(WHAT THE TASK REQUIRES):
According to the Frederick Jacobi article, at which school did Jacobi teach?

(ARTICLE):
Frederick Jacobi

Frederick Jacobi as musician in the Alcatraz Army Band.

Frederick Jacobi (May 4, 1891 – October 24, 1952) was a prolific American composer and teacher. His works include symphonies, concerti, chamber music, works for solo piano and for solo organ, lieder, and one opera.

He taught at Juilliard School of Music and served as the director of the American section of the International Society for Contemporary Music. He was also a founding member of the League of Composers. His notable students included Mark Bucci and John Verrall. He died on October 24, 1952 in New York City of heart failure.

[Records]
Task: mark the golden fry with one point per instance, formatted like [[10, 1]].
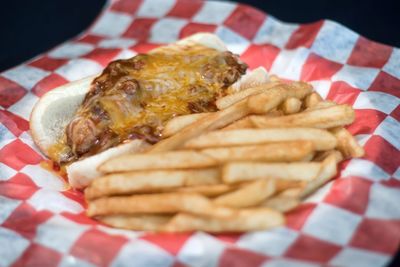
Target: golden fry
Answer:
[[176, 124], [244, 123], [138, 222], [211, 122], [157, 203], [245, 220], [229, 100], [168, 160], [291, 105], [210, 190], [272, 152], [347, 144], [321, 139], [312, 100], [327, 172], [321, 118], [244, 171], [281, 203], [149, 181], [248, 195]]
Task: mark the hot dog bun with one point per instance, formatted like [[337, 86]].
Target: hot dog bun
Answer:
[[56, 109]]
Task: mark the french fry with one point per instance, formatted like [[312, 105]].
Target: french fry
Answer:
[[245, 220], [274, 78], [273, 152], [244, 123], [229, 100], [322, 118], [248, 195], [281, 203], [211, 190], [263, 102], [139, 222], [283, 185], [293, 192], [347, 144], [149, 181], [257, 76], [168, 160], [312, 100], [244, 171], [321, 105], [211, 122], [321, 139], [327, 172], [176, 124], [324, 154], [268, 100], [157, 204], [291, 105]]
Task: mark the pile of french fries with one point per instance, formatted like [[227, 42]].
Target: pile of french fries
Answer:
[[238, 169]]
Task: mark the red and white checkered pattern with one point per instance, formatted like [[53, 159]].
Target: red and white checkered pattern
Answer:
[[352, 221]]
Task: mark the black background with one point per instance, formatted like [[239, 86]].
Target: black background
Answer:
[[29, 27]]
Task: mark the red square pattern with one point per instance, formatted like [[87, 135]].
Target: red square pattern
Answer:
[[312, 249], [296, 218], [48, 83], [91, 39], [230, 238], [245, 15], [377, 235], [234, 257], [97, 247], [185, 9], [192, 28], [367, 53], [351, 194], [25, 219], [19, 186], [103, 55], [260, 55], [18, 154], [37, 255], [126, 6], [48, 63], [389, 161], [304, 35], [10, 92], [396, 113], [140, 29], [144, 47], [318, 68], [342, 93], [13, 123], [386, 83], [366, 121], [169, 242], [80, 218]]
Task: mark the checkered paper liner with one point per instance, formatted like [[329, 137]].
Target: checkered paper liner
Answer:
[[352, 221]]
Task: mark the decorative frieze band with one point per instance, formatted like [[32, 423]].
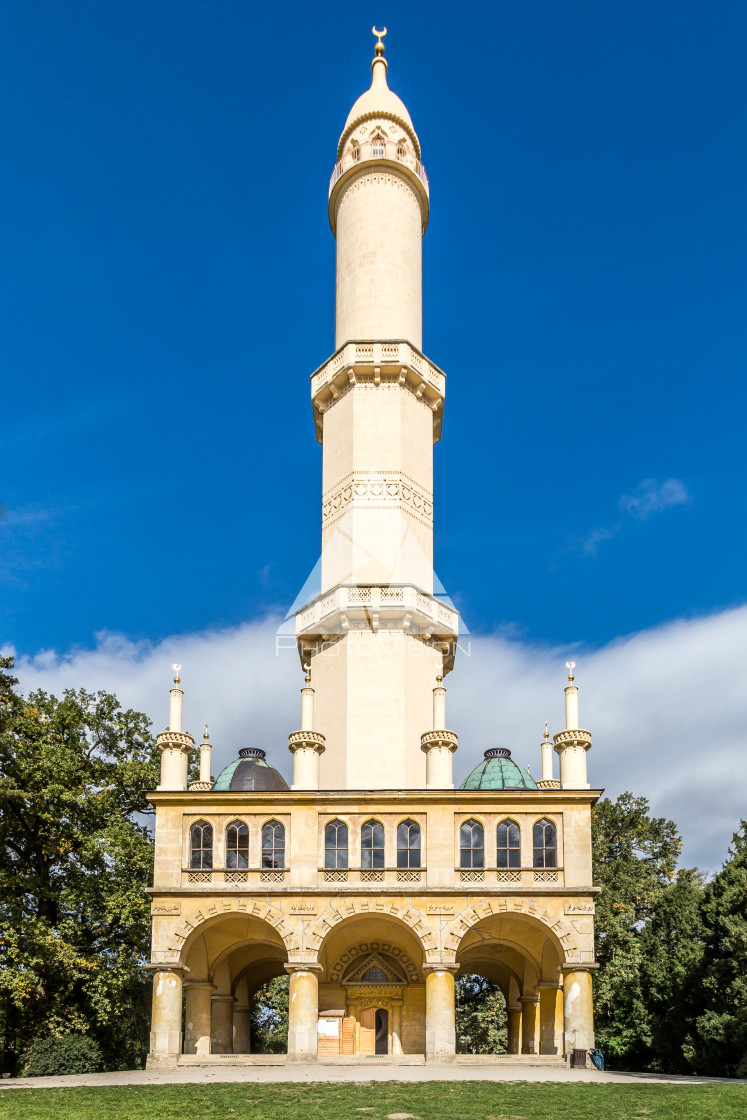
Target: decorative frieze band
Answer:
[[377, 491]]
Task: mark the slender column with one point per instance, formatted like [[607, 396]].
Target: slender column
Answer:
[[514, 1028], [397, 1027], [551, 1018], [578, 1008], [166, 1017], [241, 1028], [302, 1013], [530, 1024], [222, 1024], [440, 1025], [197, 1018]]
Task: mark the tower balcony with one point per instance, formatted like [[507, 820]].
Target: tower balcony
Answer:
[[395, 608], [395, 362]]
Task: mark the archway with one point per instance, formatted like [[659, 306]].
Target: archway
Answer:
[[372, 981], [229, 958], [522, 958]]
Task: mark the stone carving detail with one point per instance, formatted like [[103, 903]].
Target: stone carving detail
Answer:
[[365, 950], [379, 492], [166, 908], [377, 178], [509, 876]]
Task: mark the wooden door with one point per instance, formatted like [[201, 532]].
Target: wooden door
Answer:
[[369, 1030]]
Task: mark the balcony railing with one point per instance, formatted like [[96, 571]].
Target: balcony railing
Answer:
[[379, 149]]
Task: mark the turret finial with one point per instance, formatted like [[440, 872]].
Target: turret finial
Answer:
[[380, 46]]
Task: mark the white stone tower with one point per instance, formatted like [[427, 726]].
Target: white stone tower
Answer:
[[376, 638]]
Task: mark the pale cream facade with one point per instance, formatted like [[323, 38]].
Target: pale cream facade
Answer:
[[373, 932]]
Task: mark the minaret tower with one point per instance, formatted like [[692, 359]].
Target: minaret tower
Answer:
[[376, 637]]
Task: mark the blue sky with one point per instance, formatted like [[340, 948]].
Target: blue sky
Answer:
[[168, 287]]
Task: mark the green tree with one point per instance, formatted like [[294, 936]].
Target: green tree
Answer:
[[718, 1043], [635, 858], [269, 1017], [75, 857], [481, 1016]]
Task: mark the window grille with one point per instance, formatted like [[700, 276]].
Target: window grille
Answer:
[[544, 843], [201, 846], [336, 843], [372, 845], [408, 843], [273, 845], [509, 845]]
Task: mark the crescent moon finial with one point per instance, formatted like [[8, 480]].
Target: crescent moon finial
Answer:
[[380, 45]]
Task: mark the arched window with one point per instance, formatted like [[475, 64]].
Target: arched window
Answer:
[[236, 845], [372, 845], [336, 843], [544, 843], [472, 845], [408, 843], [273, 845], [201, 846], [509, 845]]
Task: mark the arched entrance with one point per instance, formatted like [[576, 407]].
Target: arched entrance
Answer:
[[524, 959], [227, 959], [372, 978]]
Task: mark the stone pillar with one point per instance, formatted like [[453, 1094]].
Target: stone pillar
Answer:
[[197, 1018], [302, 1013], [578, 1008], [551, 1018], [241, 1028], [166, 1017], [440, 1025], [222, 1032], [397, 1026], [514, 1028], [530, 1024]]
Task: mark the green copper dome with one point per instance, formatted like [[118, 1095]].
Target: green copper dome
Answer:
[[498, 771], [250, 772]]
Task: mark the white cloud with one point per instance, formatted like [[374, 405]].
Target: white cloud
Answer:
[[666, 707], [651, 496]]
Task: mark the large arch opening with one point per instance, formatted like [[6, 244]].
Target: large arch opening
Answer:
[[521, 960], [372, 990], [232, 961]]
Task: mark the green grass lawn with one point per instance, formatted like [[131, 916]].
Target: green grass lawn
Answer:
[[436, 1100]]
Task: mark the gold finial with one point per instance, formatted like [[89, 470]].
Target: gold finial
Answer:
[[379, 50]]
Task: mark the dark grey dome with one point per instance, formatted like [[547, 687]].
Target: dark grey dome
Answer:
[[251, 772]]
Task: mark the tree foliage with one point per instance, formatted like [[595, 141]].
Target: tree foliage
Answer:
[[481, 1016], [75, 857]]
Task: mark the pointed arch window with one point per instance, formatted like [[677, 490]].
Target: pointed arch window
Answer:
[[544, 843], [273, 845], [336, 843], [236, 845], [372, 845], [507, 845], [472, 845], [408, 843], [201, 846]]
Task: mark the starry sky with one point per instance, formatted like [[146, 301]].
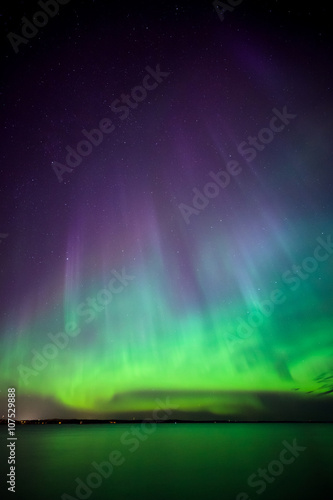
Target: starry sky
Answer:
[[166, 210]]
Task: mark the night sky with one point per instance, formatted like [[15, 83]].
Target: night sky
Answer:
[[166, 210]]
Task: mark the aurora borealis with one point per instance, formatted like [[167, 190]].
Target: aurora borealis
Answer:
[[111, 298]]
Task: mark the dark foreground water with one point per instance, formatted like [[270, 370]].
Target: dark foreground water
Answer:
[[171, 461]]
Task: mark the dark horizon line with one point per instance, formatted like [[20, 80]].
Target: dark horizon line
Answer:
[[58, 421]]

---

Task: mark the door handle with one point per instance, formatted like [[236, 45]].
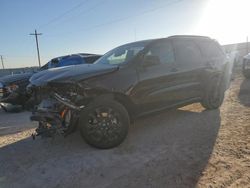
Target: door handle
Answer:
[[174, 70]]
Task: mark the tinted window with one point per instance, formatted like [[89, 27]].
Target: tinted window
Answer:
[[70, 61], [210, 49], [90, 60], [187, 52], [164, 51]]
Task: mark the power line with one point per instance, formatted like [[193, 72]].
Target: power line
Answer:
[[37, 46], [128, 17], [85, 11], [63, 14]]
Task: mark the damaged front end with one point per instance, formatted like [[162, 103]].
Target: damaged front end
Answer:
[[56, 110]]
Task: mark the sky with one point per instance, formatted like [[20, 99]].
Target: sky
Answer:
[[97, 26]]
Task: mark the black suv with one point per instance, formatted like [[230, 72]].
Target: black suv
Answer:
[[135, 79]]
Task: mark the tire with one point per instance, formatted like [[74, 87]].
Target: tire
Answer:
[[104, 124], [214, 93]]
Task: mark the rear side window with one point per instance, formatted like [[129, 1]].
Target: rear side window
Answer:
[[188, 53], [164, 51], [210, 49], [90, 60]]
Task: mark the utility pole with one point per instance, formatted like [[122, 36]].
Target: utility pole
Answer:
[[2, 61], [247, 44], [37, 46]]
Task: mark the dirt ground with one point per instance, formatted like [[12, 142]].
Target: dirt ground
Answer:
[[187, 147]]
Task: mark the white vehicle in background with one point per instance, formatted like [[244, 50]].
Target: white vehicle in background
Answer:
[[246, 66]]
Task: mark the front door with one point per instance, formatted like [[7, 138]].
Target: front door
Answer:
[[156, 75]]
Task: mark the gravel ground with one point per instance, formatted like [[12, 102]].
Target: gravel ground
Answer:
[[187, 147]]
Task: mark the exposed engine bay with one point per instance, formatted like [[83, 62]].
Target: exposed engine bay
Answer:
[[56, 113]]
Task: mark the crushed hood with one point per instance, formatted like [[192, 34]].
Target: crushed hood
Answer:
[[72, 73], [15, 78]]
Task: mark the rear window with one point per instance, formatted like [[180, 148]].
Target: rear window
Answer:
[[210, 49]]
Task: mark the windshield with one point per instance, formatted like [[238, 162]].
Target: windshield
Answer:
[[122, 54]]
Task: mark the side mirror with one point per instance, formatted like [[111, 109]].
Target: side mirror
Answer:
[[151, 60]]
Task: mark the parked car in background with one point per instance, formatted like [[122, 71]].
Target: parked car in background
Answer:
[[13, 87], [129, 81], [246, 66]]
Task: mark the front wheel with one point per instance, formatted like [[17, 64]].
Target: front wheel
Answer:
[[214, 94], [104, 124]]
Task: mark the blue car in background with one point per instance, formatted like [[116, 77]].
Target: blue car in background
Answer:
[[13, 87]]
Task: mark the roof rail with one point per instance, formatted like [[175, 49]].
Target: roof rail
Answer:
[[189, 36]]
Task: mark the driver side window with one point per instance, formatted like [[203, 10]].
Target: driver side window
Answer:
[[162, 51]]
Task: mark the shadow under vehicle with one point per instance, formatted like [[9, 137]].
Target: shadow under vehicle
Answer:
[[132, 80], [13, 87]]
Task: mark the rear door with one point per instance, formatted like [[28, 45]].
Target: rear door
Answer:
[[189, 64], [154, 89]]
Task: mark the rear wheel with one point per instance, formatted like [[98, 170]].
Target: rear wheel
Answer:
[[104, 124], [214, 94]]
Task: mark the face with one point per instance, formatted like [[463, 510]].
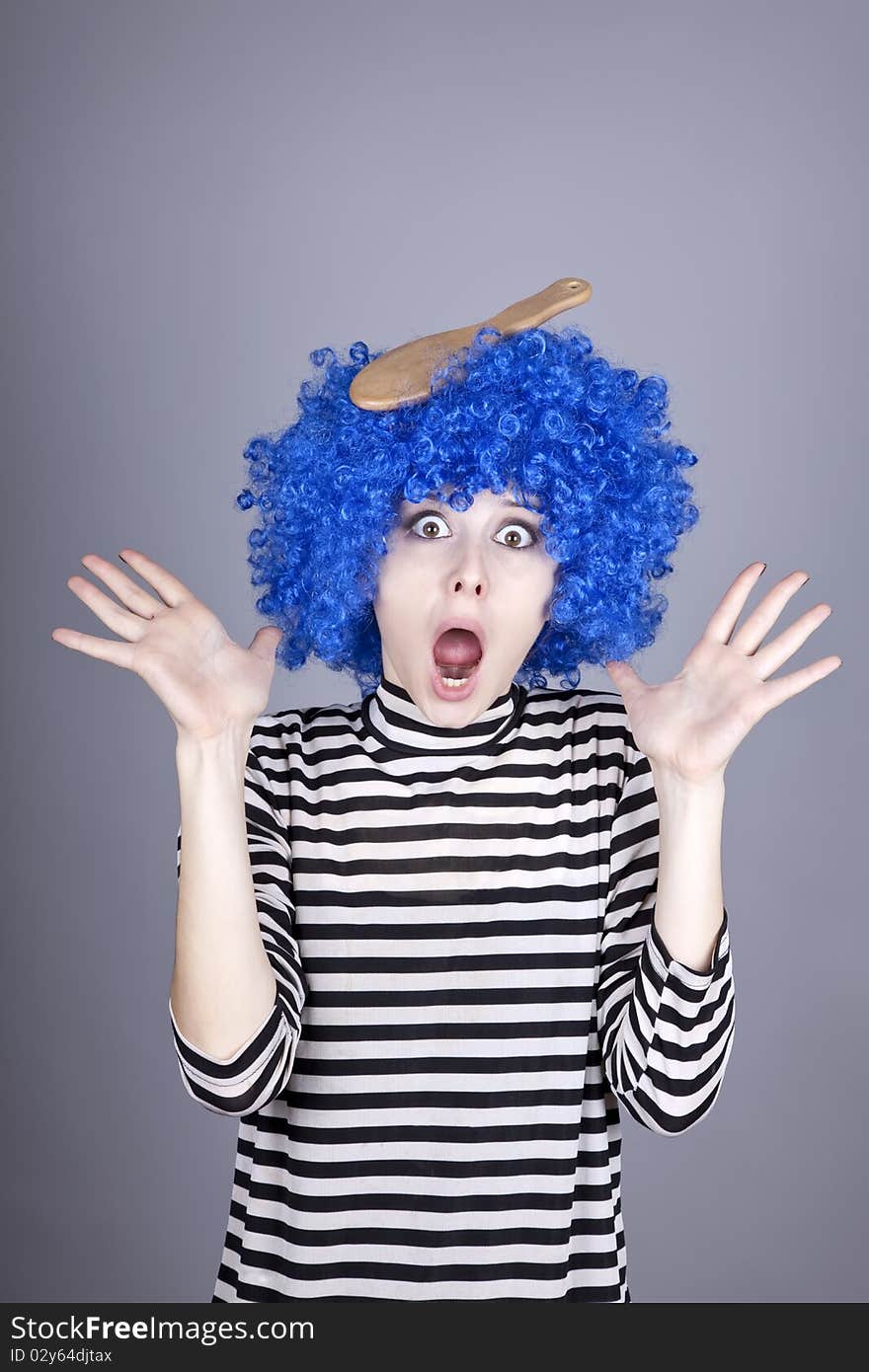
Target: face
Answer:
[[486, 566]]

(ANSWER TO THE PROBLEM):
Juilliard School of Music